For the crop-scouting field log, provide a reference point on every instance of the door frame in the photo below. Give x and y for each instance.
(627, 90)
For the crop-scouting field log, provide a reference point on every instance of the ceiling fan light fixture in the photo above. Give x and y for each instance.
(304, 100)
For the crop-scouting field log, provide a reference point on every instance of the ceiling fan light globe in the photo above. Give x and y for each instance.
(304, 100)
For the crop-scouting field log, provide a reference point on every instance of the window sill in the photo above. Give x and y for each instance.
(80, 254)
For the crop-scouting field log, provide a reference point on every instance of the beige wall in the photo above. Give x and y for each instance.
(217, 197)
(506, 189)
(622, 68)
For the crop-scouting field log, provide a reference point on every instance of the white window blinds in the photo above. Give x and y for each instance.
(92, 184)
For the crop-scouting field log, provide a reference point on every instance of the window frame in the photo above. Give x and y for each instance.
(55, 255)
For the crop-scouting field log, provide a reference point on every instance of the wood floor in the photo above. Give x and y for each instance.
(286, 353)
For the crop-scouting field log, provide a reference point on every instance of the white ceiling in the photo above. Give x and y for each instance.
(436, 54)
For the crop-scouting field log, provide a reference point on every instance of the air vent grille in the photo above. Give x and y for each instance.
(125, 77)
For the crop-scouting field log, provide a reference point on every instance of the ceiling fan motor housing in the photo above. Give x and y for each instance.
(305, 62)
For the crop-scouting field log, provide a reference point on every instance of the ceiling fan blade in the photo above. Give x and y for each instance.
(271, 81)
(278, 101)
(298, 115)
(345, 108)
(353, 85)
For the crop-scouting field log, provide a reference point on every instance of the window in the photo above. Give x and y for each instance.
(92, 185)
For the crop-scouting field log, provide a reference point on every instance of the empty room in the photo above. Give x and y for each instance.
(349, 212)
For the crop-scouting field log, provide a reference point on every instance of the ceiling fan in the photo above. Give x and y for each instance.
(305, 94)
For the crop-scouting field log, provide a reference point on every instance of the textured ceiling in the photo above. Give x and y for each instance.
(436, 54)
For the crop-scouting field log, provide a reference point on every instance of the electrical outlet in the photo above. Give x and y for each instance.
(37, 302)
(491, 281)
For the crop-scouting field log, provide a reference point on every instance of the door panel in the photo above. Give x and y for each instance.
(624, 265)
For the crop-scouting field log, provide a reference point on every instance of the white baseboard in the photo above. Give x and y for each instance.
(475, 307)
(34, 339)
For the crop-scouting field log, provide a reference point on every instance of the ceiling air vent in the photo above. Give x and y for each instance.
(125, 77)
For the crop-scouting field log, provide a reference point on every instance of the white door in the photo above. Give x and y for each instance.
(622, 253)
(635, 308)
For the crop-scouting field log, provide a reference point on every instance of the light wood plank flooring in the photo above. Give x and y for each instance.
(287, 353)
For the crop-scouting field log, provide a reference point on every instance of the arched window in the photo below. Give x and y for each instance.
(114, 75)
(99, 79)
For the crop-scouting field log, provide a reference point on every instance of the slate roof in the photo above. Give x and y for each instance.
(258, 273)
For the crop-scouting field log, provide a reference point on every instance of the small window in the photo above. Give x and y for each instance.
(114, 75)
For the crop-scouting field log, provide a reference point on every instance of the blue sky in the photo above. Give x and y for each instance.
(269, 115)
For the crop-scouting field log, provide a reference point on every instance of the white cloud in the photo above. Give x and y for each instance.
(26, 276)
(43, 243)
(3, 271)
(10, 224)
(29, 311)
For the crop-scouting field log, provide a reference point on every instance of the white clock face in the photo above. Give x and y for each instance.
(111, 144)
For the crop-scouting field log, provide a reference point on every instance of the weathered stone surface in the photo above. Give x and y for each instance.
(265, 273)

━━━━━━━━

## [Task item]
All entries are to be returned word for word.

## [Exercise solution]
For the crop-scouting field log, provide a reference point on every instance of the door frame in the photo below. Give x and y for each instance.
(627, 90)
For the crop-scouting field log, provide a reference point on every instance of the ceiling fan light fixture in the photo above. Give x and y for each instance.
(304, 100)
For the crop-scouting field log, provide a reference point on every instance of the ceiling fan light globe in the photo above. Give x and y for each instance.
(304, 100)
For the crop-scouting field log, provide a reference point on every instance of the window sill in the photo above. Give x and y for each instance.
(80, 254)
For the crop-scouting field log, provide a reference point on every instance of the beige wall in the photo above. Give x and y for each instance.
(217, 197)
(506, 189)
(622, 68)
For the crop-scouting field log, provide a reference point on every instance of the white window blinds in the photo above. Give x and y for each instance.
(92, 184)
For the crop-scouting field log, provide a reference point on every instance of the window frame in the photo above. Give x and y for each instance.
(55, 255)
For the crop-scouting field log, provide a reference point on every instance of the wood floor in the photo above. Give x and y for each instance.
(286, 353)
For the crop-scouting field log, provide a reference point on every instance of the white ceiling in the photo above. Give x and y for each instance.
(436, 54)
For the crop-scouting field log, provide a reference point on every instance of the air vent grille in the photo above. Give x and y for each instance.
(125, 77)
For the crop-scouting field log, provide a reference point on every instance of the ceiling fan motor housing in the photo above. Give x and y for each instance.
(305, 62)
For the crop-scouting field log, provide a reference point on every instance of the ceiling fan blade in the photo above. Give x and y for each instance.
(271, 81)
(278, 101)
(298, 115)
(345, 108)
(353, 85)
For the crop-scouting field log, provide a reference point on every instance of the window in the photo above. Give x and y for each instance.
(92, 185)
For the crop-scouting field log, provide a reference point on every instance of the empty room in the photo above. Give x and y for each instance.
(349, 212)
For the crop-scouting field log, provide a reference point on every instance of the ceiling fan in the photo above. Give x and y for each instance.
(305, 94)
For the crop-scouting field log, provide a reference point on every instance of the textured ceiling in the photo above. Give x and y for each instance.
(436, 54)
For the crop-scouting field log, provide a reference point on every instance of the electrical outlet in the photo above. Give x and y for each instance.
(37, 302)
(491, 281)
For the crop-scouting field log, provide a reference point on every instance of the door panel in the photo above. Give x and y for each instance.
(624, 265)
For the crop-scouting field log, provide a reference point on every instance of the white baseboard in the photo above. Give x and y for each instance.
(475, 307)
(34, 339)
For the crop-scouting field log, provide a reference point on every instance of the ceiling air vent in the photo above. Give x and y for each instance.
(125, 77)
For the crop-scouting field log, provide a reference point on every instance of the white door in the photo above. Give x and y for each instance.
(622, 253)
(635, 308)
For the crop-scouting field log, provide a reference point on every instance of the light wood plank flooring in the photo above. Give x and y for each instance.
(287, 353)
For the crop-scouting field log, provide a reference point on every instance of the arched window in the photo below. Give x and y for each instance.
(114, 75)
(99, 79)
For the crop-scouting field log, provide a reference point on every instance of the slate roof in the photo above. Give x and y for each instance.
(258, 273)
For the crop-scouting field log, provide a reference point on every instance of the small window in the photo above. Give x and y for each instance.
(114, 75)
For the crop-scouting field log, provide a reference point on every instance of the blue sky in the photo above. Give x and y for each instance.
(269, 115)
For the crop-scouting field log, provide a reference point on every instance of the white cloud in the photo above. Give x and y for each instance.
(26, 276)
(43, 243)
(3, 271)
(10, 224)
(29, 311)
For the crop-scouting field log, provide a reference point on every instance of the white clock face in the photo above. Give x and y for each instance.
(111, 144)
For the crop-scouting field log, provide a reference point on every instance of the weathered stone surface in the photo above. Give x and y for each instance.
(265, 273)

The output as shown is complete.